(Natural-language object grounding data)
◇ ◇ ◇
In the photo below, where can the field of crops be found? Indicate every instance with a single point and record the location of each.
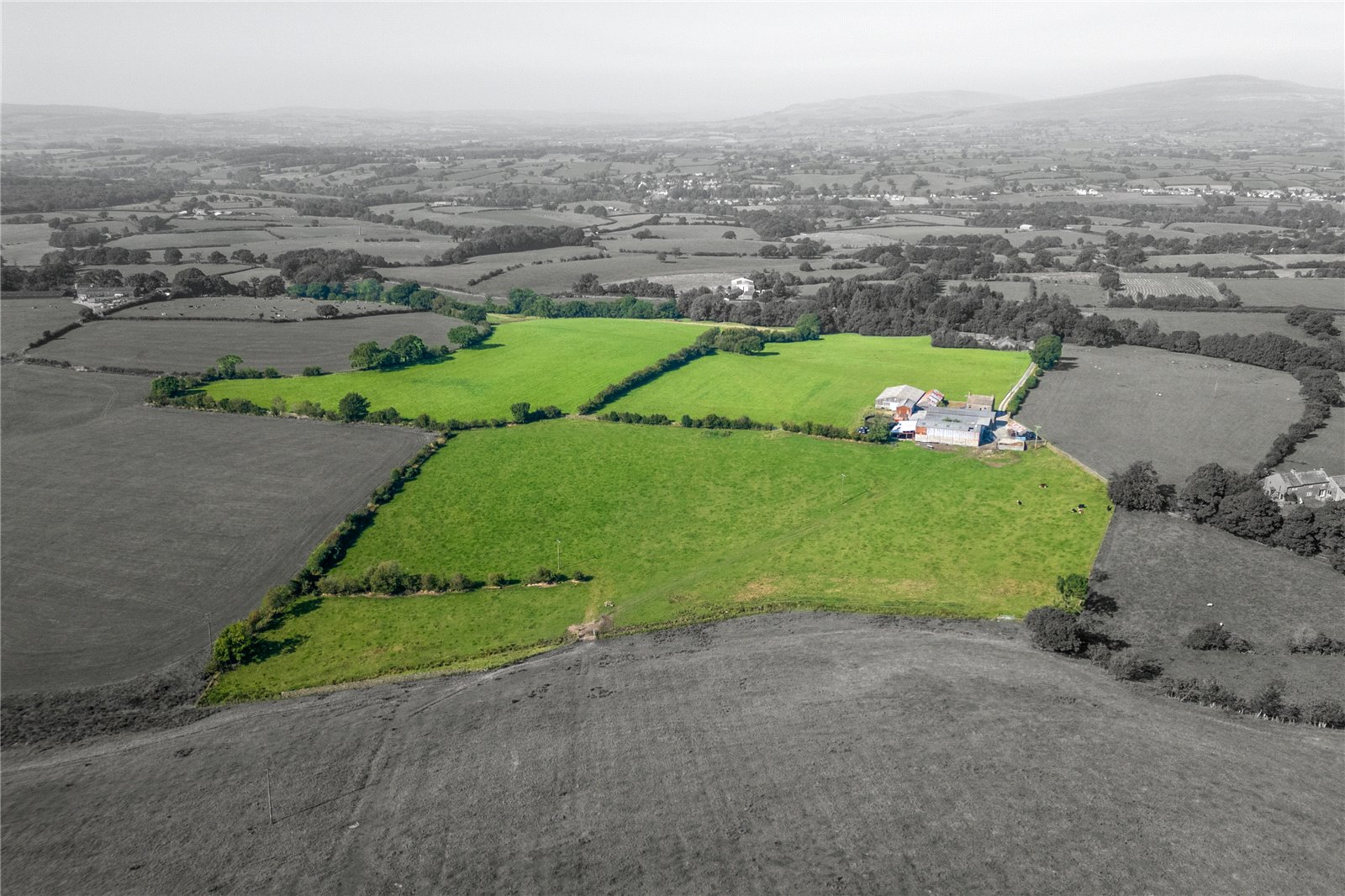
(1113, 407)
(544, 362)
(678, 524)
(833, 380)
(132, 535)
(1168, 286)
(1214, 322)
(190, 346)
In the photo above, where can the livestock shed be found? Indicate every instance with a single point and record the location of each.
(952, 425)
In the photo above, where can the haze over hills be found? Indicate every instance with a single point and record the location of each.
(1189, 105)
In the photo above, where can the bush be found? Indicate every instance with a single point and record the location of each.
(1053, 629)
(1309, 640)
(1127, 665)
(1328, 714)
(235, 646)
(1214, 636)
(354, 407)
(387, 577)
(544, 576)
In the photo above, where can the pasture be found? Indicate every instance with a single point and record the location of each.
(786, 754)
(22, 320)
(132, 535)
(1210, 323)
(1113, 407)
(190, 346)
(1169, 575)
(1286, 293)
(683, 525)
(833, 380)
(545, 362)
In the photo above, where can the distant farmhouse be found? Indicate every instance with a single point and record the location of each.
(1301, 486)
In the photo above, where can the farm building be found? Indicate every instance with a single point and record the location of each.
(1300, 486)
(932, 398)
(952, 425)
(900, 400)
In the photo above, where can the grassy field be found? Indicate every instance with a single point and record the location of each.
(827, 381)
(125, 525)
(1111, 407)
(683, 524)
(1286, 293)
(545, 362)
(1168, 576)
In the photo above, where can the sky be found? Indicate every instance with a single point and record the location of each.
(651, 60)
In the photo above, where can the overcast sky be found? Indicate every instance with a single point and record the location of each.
(663, 60)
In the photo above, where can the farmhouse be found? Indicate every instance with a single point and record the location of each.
(900, 400)
(952, 425)
(1300, 486)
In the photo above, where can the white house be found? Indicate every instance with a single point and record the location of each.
(1297, 486)
(900, 400)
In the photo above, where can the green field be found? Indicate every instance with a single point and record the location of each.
(544, 362)
(681, 525)
(827, 381)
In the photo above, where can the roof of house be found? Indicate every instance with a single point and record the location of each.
(900, 394)
(1295, 478)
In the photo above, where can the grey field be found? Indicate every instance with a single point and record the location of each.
(132, 535)
(798, 754)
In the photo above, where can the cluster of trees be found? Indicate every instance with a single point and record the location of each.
(612, 392)
(525, 302)
(324, 266)
(388, 577)
(1315, 323)
(589, 284)
(1235, 502)
(404, 351)
(514, 239)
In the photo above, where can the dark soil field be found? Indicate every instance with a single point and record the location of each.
(791, 754)
(1113, 407)
(22, 320)
(194, 345)
(1210, 323)
(125, 525)
(1168, 575)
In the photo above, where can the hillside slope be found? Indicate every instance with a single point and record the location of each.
(782, 754)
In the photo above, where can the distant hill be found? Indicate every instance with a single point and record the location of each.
(881, 108)
(1189, 104)
(1216, 100)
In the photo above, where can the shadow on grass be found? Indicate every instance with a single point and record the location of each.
(266, 649)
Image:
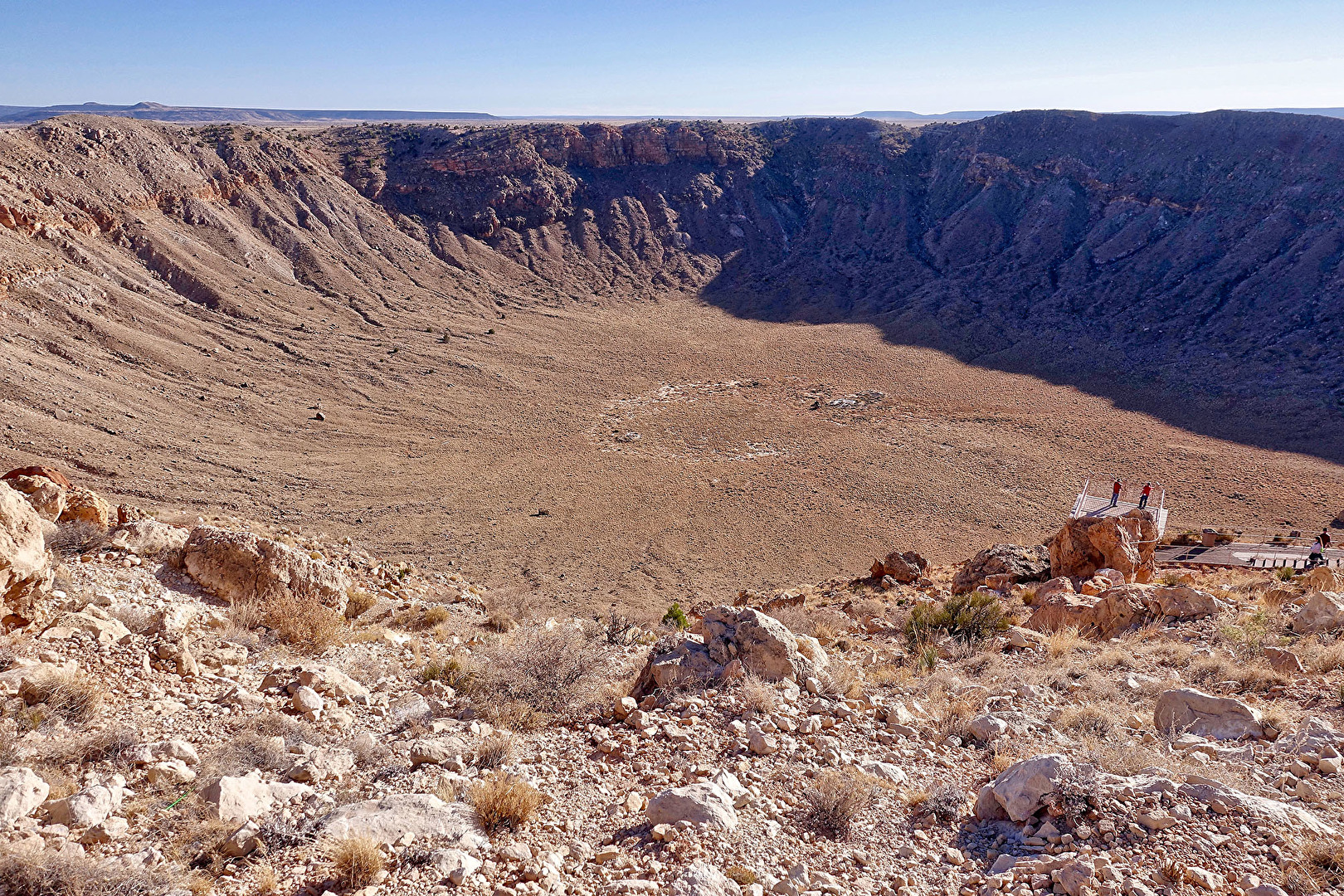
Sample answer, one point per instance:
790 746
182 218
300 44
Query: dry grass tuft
548 670
494 751
357 861
758 694
1089 719
835 801
47 874
65 694
303 622
504 801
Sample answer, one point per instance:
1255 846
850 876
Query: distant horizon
8 110
640 58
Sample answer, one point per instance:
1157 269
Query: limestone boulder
1025 563
249 796
1088 544
151 538
241 566
21 791
763 644
1022 787
1322 579
702 879
1320 611
85 505
905 567
26 568
1187 709
704 804
39 472
46 497
422 816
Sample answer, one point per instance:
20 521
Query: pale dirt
728 486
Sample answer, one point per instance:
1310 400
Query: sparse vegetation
968 618
835 801
357 861
504 801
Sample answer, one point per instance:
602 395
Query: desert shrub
136 618
452 672
433 616
835 801
1089 719
1074 794
1322 861
357 861
504 801
739 874
550 670
675 617
945 804
840 680
968 618
65 694
299 621
758 694
1249 677
49 874
80 536
494 751
244 752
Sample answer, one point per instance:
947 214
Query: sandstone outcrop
241 566
1118 609
1320 611
905 567
24 566
1187 709
1023 563
758 642
1088 544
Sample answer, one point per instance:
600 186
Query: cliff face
1187 265
1181 265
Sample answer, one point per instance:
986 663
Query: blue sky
686 56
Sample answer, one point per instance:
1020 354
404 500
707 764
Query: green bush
968 618
675 617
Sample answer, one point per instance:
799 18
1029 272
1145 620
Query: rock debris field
236 709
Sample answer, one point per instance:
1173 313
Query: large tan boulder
762 644
24 564
1322 579
905 567
1088 544
84 505
241 566
1320 611
1120 609
1187 709
46 497
1022 563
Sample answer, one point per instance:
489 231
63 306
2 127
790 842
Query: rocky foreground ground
219 709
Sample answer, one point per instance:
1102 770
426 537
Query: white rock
21 791
704 804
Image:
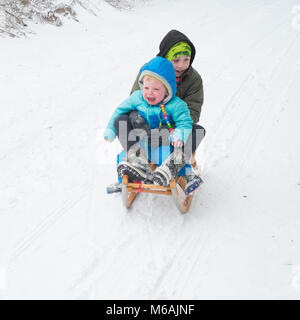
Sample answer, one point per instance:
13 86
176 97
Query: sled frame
130 190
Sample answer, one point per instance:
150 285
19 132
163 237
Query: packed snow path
61 236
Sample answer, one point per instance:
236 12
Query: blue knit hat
163 70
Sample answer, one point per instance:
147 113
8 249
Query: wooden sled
175 190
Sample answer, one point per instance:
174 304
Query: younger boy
157 104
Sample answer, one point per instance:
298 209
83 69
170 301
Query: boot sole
193 187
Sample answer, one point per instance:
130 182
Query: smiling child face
154 90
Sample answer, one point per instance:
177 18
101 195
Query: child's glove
109 135
175 141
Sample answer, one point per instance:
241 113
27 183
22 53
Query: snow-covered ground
62 236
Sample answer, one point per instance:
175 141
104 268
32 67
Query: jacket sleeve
183 123
126 106
194 98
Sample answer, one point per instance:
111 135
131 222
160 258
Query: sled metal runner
130 191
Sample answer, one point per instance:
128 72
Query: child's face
180 64
154 90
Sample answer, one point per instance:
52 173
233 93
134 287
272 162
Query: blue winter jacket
176 109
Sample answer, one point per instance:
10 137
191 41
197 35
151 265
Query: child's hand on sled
109 135
177 144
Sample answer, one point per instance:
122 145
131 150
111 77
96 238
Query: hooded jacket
176 109
189 86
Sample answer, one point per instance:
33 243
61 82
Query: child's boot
137 166
169 168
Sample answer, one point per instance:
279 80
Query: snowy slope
62 237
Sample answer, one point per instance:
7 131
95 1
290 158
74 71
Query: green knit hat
179 49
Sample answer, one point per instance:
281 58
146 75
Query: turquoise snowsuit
176 109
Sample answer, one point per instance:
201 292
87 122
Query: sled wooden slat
130 190
147 186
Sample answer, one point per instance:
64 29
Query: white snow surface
63 237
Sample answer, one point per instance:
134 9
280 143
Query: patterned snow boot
169 168
137 165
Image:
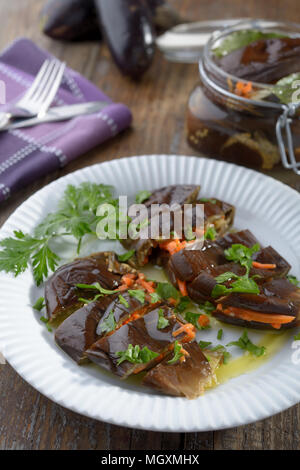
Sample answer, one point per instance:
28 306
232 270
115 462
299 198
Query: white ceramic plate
268 208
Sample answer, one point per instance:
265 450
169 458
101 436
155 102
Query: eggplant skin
128 29
70 20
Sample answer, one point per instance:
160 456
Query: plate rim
113 420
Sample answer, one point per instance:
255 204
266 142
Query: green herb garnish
137 294
162 321
155 298
136 355
242 284
177 353
166 291
108 325
246 344
239 39
126 256
284 89
40 304
142 196
210 233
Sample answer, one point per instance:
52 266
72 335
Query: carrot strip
203 320
182 287
257 265
250 315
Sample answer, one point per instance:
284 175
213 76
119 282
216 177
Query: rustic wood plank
27 419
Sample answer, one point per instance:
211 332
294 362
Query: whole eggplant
128 29
70 20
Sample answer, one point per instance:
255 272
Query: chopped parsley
155 297
126 256
246 344
177 351
136 355
293 280
142 196
166 291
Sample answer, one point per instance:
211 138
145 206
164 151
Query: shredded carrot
203 320
182 287
189 329
242 89
276 320
172 246
257 265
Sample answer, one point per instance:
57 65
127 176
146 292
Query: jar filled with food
246 107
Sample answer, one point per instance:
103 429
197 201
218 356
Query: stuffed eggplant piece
189 378
170 195
94 320
139 344
128 29
277 306
61 294
70 20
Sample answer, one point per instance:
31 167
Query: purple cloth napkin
27 154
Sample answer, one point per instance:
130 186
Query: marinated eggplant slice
189 378
141 333
276 307
171 195
78 332
70 20
62 295
88 324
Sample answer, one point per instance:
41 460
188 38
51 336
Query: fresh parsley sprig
136 355
246 344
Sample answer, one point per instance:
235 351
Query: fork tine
37 80
52 87
43 82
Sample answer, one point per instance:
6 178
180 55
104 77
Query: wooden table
28 420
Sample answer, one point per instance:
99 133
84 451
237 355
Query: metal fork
38 98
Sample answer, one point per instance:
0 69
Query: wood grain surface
28 420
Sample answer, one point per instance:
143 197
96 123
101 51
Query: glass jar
242 128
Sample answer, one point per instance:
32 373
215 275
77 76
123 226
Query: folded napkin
28 154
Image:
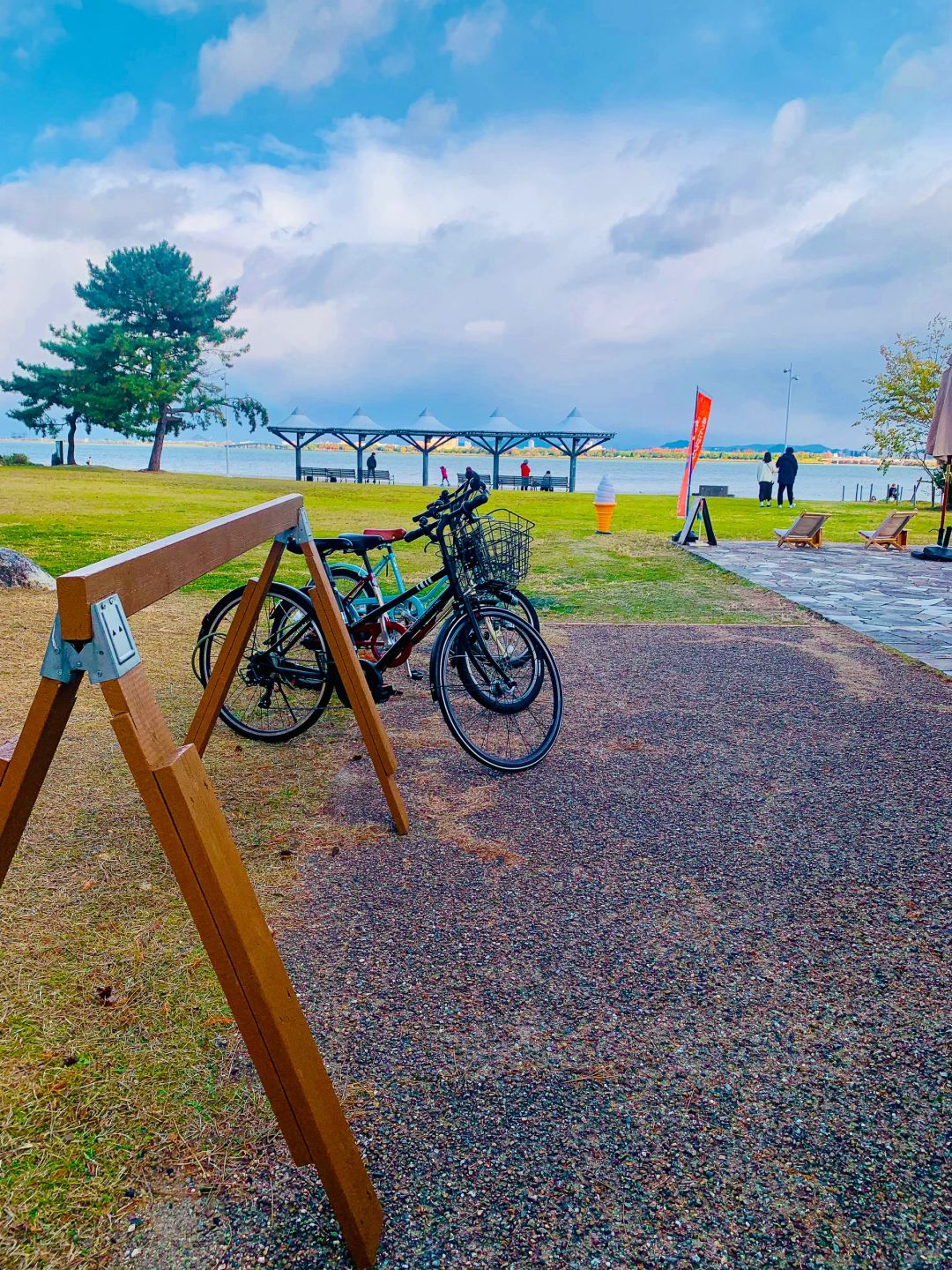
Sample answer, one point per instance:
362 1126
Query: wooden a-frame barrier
92 635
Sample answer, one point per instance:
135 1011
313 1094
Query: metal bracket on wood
109 654
296 537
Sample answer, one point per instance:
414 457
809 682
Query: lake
825 482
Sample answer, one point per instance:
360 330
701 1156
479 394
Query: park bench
333 474
894 533
714 492
807 531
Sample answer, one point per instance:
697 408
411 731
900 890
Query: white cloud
471 36
290 45
103 127
602 260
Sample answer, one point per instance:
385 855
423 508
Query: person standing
766 476
786 475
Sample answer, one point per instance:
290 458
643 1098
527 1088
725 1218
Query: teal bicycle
360 587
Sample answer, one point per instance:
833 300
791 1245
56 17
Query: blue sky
528 205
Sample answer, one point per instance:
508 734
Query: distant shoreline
738 456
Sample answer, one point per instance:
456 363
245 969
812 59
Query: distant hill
758 444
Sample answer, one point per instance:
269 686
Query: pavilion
573 437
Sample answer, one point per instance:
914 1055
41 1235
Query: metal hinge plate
108 655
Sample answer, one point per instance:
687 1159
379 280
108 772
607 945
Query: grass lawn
104 1099
63 519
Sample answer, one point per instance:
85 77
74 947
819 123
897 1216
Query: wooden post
190 822
199 848
26 766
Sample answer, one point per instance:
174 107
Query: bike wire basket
492 548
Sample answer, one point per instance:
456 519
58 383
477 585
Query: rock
17 571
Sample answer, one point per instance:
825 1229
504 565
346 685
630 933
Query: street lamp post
790 389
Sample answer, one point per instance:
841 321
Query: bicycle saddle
387 534
362 542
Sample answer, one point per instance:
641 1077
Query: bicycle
492 673
360 586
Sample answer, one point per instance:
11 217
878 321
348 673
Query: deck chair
893 533
807 531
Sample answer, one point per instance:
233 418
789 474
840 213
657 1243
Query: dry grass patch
120 1065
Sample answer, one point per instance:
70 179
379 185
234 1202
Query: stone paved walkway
891 597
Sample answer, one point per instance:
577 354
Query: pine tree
169 331
81 385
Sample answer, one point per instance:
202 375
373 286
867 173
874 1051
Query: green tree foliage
173 342
153 362
900 399
80 389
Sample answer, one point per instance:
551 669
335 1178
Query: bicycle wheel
513 721
286 677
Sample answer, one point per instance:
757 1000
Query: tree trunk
155 459
71 441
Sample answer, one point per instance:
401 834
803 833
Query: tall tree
80 387
173 342
900 399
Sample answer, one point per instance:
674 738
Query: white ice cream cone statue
605 505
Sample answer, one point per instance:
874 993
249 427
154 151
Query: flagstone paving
891 597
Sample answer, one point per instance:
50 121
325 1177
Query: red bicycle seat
389 534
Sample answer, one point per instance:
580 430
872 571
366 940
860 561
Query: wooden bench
714 492
331 474
893 533
807 531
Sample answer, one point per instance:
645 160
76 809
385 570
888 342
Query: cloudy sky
508 204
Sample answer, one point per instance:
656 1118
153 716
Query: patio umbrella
940 444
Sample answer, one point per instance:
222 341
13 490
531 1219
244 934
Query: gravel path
680 997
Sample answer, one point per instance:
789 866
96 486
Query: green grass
63 519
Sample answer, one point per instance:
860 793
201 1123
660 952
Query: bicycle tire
469 716
314 677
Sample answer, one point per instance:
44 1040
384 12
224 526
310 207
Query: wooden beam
231 652
28 764
152 572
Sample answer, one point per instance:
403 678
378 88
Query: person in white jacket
766 476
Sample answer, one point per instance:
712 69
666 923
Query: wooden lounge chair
894 533
807 531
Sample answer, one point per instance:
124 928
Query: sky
508 204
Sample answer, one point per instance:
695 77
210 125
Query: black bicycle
492 673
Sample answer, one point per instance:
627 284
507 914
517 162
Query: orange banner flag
703 415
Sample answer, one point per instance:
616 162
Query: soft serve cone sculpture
605 505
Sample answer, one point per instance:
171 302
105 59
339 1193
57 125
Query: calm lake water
827 482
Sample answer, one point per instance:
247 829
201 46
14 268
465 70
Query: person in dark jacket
786 475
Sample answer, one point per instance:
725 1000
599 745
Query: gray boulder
17 571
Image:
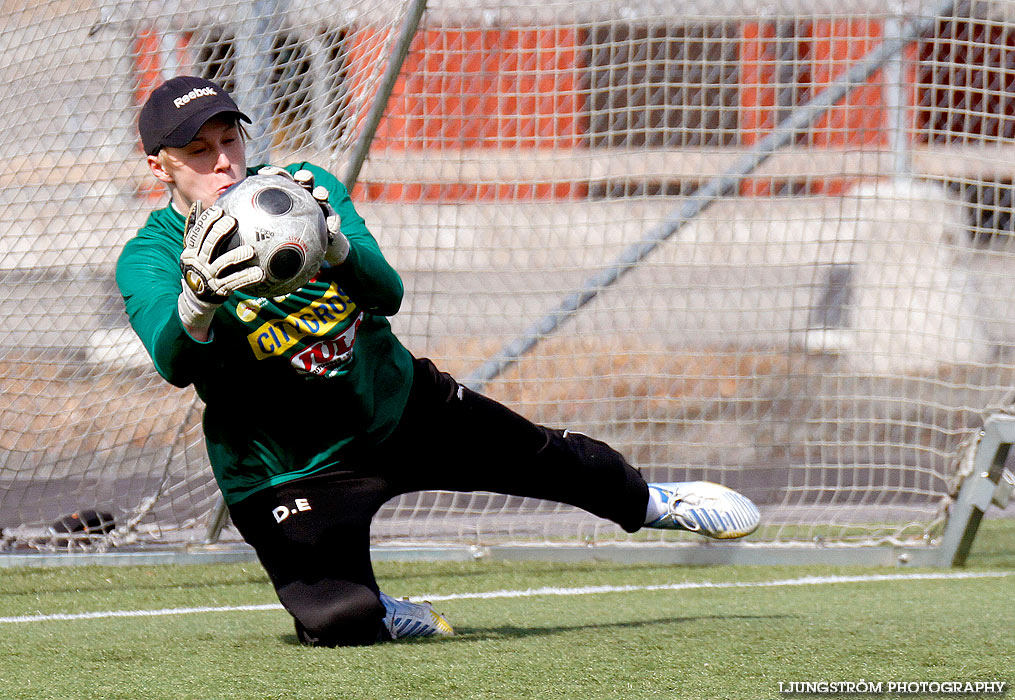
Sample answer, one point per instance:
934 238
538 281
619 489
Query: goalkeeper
315 413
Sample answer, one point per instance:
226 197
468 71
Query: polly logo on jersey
326 355
283 511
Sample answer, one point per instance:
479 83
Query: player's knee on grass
329 613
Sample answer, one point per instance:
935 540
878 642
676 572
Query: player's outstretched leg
702 507
404 619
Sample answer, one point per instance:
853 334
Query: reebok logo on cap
178 109
194 94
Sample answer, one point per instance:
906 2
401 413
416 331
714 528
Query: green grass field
688 642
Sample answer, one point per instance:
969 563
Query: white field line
536 592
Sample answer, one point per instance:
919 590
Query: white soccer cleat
◇ ◇ ◇
WHAT YOU ARE ASKED TO DO: Nothing but the lines from the one holding "Query: white field line" through the last line of the data may be output, and each must match exactly.

RESULT OF THIS EXERCISE:
Query: white field line
536 592
Sample answer, one point per instance:
919 590
Query: white soccer cleat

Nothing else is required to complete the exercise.